» **TEXT EXTRACT**:
Looney Tunes Wiki
Advertisement

Hobo Bobo is a 1947 Merrie Melodies short directed by Robert McKimson.

Plot[]

Bobo, a baby elephant, sees a dark future for himself if he should remain in India to haul logs with his trunk for the rest of his life. After receiving a letter from his uncle in America, he decides to emigrate there to play on a circus baseball team. After Bobo's attempts to stow away aboard a ship bound for the United States fail repeatedly, he is advised by the Minah Bird to paint himself pink. As seeing pink elephants is the traditional hallucination of the drunkard, neither the captain, the crew nor the passengers, will acknowledge seeing Bobo, and thus he has the virtual run of the ship for the entire voyage. When Bobo finally disembarks in New York City, he is likewise unacknowledged, until a street-cleaning vehicle washes his pink paint off, and the populace panics at the sight of a normal gray baby elephant on the street. Hauled into court by the police, the judge sentences him to life, at the circus, where he is promptly engaged by the baseball team as the official batboy, and he angrily says, "Batboy, shmatboy! I'm still carrying logs!"

Music Cues[]

  • Star of India (by John Walter Bratton)

[Part of a data file]
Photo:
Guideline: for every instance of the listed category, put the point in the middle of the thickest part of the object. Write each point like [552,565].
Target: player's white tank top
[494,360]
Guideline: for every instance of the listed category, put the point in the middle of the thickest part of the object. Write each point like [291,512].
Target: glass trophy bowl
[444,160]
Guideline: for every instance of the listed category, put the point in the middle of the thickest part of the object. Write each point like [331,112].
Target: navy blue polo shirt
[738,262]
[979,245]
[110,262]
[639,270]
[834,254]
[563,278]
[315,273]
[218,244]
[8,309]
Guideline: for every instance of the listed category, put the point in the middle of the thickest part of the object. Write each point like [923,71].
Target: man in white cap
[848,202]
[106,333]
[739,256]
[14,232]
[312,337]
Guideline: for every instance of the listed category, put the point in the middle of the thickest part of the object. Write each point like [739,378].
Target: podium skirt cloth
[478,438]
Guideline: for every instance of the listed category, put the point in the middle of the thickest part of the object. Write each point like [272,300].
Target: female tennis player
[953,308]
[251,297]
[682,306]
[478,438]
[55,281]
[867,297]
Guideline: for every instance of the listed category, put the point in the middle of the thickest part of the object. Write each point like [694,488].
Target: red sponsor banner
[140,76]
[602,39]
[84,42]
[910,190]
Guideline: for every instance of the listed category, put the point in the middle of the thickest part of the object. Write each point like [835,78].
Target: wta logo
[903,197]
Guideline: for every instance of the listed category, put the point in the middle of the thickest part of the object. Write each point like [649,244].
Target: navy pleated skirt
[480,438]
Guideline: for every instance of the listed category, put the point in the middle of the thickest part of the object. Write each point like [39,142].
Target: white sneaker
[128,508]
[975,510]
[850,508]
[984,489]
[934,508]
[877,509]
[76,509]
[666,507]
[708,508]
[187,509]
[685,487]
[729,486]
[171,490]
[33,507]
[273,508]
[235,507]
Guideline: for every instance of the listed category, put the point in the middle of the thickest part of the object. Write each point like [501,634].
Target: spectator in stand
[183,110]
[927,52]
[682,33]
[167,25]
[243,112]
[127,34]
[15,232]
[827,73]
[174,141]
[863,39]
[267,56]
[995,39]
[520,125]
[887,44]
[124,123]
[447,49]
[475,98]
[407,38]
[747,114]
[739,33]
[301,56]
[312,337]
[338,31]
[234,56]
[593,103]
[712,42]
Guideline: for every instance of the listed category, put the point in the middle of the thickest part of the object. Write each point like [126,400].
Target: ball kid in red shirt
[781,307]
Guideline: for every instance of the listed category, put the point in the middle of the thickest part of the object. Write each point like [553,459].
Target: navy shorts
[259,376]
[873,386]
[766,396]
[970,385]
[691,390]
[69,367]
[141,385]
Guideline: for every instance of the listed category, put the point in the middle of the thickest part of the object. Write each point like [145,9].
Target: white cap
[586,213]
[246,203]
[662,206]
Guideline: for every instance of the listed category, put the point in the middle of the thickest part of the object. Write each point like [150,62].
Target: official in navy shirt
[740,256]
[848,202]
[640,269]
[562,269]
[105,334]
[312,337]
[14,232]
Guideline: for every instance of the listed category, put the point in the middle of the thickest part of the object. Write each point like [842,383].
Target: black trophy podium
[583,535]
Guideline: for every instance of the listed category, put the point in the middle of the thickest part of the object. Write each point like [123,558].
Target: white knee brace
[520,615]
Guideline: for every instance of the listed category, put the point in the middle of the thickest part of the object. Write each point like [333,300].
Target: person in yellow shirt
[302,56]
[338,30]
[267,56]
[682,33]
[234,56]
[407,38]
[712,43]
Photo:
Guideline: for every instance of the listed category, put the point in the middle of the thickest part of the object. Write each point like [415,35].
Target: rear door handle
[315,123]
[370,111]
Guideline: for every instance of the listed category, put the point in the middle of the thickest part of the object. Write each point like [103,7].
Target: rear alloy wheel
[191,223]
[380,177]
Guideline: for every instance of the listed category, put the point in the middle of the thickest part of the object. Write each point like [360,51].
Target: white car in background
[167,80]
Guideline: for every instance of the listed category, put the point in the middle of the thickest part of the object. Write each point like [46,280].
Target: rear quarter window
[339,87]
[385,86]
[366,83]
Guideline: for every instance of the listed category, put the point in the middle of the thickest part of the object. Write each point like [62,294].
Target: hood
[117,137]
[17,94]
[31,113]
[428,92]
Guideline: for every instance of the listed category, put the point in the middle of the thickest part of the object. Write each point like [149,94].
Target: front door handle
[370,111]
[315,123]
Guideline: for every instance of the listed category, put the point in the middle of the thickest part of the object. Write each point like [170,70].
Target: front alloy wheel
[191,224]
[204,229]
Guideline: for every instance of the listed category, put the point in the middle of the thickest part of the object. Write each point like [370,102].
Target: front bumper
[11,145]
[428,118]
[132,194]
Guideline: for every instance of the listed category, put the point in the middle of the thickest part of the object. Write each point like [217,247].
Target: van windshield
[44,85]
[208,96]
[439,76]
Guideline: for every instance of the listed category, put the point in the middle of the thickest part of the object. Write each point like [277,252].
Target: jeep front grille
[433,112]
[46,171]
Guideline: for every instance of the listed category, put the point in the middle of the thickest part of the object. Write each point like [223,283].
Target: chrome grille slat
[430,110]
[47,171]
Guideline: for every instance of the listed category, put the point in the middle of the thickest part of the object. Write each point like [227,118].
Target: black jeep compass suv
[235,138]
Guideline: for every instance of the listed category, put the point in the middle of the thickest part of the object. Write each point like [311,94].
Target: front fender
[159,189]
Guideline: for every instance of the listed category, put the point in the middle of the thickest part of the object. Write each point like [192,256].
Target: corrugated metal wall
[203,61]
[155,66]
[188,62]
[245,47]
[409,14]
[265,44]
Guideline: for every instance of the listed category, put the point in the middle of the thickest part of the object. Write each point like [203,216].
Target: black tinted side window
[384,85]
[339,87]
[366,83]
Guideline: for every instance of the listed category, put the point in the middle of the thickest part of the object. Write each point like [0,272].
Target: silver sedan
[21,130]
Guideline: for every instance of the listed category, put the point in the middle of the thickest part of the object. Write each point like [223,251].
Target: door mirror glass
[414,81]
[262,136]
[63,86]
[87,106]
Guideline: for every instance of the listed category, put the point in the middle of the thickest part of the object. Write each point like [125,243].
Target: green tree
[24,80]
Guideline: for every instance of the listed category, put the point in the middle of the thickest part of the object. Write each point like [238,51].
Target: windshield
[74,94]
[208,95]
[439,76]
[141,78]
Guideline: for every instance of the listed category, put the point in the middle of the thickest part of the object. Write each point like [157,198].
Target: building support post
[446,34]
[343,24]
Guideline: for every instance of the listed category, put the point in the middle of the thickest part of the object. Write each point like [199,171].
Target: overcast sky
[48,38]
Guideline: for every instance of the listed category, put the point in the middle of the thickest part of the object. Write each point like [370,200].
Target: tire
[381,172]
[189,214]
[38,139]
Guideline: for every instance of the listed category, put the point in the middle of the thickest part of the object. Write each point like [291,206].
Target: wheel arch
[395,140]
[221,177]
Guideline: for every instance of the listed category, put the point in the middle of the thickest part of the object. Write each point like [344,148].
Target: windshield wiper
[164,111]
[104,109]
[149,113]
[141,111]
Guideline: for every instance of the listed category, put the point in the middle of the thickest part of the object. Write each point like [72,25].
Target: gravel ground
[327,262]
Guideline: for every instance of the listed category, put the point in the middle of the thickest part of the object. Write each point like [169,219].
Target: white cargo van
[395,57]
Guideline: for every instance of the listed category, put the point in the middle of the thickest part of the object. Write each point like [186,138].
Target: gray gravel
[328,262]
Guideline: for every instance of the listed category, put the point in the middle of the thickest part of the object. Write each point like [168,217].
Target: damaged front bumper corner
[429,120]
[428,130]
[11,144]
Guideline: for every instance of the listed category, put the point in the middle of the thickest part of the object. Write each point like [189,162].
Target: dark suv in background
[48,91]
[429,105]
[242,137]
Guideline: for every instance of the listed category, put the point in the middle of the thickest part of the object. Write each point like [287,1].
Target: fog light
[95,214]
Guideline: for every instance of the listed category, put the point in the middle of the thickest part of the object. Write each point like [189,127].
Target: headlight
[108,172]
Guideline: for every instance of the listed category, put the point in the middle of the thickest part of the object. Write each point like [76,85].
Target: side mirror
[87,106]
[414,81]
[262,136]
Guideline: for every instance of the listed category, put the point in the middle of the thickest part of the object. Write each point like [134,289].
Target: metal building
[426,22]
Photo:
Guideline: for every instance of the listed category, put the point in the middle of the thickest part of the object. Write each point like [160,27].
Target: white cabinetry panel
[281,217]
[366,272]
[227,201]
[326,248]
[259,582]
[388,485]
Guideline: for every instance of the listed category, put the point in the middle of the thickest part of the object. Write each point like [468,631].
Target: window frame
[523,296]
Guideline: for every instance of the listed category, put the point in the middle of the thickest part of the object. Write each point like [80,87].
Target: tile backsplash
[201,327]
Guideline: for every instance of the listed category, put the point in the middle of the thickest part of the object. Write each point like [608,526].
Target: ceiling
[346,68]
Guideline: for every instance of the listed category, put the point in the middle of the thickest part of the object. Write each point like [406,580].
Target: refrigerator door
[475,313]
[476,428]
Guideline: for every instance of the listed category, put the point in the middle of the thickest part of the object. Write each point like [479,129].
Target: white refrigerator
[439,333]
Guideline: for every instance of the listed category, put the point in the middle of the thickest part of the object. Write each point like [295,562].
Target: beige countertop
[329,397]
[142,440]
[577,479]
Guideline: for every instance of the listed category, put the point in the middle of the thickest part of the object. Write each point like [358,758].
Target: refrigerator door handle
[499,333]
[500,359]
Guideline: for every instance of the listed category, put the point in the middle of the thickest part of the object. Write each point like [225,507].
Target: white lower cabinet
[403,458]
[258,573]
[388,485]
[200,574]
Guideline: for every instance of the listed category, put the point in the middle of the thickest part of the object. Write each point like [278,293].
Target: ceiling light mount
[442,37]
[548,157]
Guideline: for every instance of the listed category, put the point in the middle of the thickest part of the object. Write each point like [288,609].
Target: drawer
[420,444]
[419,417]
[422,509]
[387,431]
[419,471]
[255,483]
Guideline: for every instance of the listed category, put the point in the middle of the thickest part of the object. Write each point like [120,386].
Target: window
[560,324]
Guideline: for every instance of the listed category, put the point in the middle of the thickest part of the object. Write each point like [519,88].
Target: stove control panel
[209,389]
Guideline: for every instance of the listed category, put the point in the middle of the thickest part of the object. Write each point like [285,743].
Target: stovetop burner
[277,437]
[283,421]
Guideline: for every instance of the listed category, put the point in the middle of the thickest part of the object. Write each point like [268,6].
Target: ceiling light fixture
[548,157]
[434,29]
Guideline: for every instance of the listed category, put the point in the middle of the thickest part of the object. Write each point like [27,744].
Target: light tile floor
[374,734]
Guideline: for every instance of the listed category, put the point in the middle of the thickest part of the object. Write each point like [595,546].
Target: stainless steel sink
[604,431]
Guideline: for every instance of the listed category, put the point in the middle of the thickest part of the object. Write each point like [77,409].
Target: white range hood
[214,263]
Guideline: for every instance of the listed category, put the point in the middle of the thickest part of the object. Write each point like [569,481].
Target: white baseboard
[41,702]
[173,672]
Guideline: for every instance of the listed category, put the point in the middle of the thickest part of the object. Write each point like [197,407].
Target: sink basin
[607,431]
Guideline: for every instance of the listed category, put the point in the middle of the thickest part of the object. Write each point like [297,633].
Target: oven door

» **STATED EXERCISE A**:
In the Hobo Bobo wiki page, who advises Bobo to paint himself pink?
» **STATED EXERCISE B**:
Resume the Hobo Bobo wiki page from where it stops.

» **EXERCISE ANSWER A**:
The Minah Bird.

» **EXERCISE ANSWER B**:
    • Plays during the original opening credits and continues into the main action
  • Frat (by John F. Barth)
    • First plays when Bobo views Uncle Jumbo's postcards
  • Sobre las olas [Over the Waves] (by Juventino Rosas)
    • Plays when Bobo is on the tightrope
  • Fingal's Cave Overture (by Felix Mendelssohn)
    • Plays when the Minah Bird appears
  • A Life on the Ocean Wave (by Henry Russell)
    • Plays when Bobo tries to steer the ship
  • Rocked in the Cradle of the Deep (by J.P. Knight)
    • Plays when Bobo is leaning on a rail
  • America (by Lowell Mason)
    • Plays when Bobo reaches America
  • A Little on the Lonely Side (by Richard Robertson, Frank Weldon and James Cavanaugh)
    • Plays when Bobo walks through the custom house
  • 42nd Street (by Harry Warren)
    • Plays when Bobo walks and sits in a bed of flowers and when the people react to Bobo
  • Frat (by John F. Barth)
    • Plays again during the circus scene

Availability[]

Goofs[]

  • A lady's high heels overlap with her feet.
  • The cartoon was originally part of the Merrie Melodies series. However, the lobby cards erroneously calls it a Looney Tune; presumably it was originally planned to be part of that series, but was changed at the last minute (and the lobby cards was never withdrawn).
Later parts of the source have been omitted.